What you have to do >> Carry on the ICE connection issue thread from the final comment shown.

Excerpted text >>
Comment 18 by benwright@google.com, Jan 17 (5 days ago)

Revert CL should be landing soon: https://chromium-review.googlesource.com/c/chromium/src/+/1418314

Comment 19 by juberti@google.com, Jan 17 (5 days ago)

Great. That only rolls back the thing that wires up the new logic for the ICE states, so the actual root cause CL is elsewhere - we can let Jonas track that down.

Comment 20 by philipp....@googlemail.com, Jan 17 (5 days ago)

davies147: can you try removing the 10.x host candidate from the asterisk description? Its a long shot but if that makes the failure go away might provide a bit more insight.

Comment 21 by davies...@gmail.com, Jan 18 (4 days ago)

I removed the host candidate, which correctly forced the use of the relay entry (the net topology/NAT means that srflx cannot be used), but still observed the transition via the 'failed' state.

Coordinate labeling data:
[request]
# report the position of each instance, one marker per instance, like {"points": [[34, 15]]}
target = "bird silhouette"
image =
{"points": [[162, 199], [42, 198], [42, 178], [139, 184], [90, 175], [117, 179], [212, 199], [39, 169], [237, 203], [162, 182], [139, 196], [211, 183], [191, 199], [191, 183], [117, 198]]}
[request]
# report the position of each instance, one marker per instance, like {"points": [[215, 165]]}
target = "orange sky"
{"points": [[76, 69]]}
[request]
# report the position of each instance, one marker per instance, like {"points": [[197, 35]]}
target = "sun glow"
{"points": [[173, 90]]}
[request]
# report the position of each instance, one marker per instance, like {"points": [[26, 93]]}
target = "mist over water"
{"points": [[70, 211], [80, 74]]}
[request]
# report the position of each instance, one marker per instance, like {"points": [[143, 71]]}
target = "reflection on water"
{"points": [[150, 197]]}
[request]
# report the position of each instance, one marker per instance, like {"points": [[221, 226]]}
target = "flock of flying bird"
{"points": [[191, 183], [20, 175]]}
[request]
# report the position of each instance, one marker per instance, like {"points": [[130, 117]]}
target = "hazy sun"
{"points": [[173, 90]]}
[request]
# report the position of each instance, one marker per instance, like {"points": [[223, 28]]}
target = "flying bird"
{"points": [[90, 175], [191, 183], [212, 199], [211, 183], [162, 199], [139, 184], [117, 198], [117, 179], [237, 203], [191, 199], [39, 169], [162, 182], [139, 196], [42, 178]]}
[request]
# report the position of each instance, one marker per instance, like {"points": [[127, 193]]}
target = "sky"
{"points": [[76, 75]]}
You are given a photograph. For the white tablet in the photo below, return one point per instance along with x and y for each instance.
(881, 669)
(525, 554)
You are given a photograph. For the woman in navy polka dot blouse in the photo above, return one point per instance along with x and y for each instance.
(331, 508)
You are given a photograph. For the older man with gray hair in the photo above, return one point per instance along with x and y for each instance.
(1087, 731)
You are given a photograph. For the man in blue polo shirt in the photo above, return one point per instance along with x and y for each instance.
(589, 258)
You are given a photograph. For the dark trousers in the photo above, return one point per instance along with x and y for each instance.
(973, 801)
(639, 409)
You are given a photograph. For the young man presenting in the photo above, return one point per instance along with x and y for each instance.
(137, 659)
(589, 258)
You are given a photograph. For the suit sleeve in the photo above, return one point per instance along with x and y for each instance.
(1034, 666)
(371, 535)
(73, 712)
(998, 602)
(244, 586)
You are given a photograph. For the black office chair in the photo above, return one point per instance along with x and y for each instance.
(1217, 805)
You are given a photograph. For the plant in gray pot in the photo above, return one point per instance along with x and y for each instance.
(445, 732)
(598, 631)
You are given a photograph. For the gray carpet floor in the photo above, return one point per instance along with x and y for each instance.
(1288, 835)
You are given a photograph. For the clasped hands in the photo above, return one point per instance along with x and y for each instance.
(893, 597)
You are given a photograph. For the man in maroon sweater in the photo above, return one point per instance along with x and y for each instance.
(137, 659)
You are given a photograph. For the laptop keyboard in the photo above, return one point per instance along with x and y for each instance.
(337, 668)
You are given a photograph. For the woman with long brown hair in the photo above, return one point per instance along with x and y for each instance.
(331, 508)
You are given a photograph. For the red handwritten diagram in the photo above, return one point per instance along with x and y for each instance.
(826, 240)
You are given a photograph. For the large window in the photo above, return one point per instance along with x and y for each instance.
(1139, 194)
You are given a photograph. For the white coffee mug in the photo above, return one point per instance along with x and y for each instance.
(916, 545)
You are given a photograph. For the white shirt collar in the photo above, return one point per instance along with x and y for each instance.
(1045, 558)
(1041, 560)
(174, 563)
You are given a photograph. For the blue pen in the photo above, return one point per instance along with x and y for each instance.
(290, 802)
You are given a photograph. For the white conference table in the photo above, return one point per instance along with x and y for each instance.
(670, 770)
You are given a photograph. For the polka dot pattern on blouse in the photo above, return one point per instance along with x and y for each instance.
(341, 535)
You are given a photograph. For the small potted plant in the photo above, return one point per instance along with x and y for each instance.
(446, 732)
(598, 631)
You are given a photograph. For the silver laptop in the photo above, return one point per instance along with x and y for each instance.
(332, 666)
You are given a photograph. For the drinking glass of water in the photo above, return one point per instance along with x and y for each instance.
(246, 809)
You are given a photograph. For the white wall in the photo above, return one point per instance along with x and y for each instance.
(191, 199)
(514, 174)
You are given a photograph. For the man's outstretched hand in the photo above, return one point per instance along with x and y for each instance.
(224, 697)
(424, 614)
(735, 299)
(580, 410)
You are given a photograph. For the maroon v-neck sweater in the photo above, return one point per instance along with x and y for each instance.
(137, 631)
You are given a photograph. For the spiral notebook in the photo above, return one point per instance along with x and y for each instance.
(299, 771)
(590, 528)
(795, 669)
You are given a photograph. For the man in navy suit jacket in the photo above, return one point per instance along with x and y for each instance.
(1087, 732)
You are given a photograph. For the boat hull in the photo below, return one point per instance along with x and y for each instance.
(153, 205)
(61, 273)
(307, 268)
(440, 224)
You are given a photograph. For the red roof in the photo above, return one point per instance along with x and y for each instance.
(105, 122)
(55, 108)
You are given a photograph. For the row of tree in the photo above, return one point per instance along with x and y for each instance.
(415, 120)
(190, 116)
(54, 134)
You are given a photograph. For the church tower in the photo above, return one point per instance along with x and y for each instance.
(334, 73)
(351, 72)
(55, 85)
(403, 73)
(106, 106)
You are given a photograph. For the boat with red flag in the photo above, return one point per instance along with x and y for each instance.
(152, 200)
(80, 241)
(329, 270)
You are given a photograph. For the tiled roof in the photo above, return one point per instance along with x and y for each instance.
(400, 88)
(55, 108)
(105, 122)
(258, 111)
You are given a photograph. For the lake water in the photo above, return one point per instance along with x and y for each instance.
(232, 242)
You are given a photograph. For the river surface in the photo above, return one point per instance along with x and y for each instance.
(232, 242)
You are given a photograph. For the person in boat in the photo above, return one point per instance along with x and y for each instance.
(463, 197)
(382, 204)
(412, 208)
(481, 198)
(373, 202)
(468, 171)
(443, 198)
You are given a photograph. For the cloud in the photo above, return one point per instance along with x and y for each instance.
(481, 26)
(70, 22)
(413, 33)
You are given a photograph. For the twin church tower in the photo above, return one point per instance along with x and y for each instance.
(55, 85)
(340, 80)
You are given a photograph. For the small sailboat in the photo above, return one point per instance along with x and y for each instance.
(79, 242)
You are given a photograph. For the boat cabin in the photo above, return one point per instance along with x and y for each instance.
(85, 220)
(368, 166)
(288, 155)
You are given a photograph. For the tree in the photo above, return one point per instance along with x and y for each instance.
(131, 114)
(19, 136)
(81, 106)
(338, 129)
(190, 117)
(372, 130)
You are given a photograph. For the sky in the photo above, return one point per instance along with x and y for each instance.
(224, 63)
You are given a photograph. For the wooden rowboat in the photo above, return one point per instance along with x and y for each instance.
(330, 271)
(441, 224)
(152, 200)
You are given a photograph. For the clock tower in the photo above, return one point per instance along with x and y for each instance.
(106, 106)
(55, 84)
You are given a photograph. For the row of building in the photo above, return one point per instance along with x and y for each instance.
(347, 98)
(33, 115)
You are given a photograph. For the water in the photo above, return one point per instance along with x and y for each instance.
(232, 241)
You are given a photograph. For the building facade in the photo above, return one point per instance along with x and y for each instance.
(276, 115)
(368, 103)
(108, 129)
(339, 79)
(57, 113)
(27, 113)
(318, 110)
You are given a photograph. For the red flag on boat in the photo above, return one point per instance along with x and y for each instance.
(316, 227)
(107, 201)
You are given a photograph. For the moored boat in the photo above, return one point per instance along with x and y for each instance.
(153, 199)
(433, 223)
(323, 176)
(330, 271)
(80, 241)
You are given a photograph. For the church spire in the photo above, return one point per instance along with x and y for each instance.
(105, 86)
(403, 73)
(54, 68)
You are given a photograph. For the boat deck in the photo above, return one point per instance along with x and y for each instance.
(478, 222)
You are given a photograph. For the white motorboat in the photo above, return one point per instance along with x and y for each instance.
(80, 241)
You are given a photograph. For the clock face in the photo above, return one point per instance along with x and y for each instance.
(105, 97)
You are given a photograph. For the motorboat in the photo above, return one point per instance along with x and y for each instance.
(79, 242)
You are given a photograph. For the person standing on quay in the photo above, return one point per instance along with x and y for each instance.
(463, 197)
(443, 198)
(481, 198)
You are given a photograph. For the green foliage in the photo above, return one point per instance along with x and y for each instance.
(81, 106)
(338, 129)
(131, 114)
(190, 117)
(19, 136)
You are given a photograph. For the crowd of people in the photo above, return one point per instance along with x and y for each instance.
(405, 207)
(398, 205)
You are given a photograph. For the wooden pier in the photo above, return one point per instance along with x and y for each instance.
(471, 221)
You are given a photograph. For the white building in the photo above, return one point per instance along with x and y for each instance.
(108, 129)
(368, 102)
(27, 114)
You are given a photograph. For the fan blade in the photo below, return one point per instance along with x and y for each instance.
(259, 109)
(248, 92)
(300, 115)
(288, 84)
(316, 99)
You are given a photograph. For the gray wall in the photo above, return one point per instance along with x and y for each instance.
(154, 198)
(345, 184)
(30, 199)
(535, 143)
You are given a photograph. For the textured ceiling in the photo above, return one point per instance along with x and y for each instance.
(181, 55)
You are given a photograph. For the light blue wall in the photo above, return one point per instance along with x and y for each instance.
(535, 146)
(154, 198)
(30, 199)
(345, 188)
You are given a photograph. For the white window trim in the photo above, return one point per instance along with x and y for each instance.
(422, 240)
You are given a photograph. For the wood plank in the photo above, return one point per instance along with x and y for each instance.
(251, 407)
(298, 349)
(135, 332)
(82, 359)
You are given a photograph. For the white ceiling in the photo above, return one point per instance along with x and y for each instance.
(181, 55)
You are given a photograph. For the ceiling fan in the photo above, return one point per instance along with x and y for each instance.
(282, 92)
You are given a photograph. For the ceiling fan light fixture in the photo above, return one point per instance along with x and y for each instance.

Final result >>
Comment 22 by jonasolsson@chromium.org, Yesterday (42 hours ago)

Now I've had some time to dig into this, and I'm really confused.

In order for us to emit failed on the new iceconnectionstate path (which 73 should have been on until the revert in #18) this check has to evaluate to true: https://cs.chromium.org/chromium/src/third_party/webrtc/p2p/base/p2p_transport_channel.cc?rcl=74ba99062c48b278675cfe52643719202296fddc&l=409

This means that writable_ has to have been true at some point while it's currently false.

writable_ is only set by SetWritable, which also logs a line containing "Changed writable_ to ". This line occurs exactly once in each of the submitted logs, when writable_ becomes true.

Comment 23 by davies...@gmail.com, Yesterday (39 hours ago)

This definitely feels like a timing issue, one of our systems will work about 1 time in 10.

Looking at the same piece of code as referred to in comment#22 just below line 409, if

(has_been_writable_ == false && gathering_state_ == kIceGatheringComplete && has_connection == false)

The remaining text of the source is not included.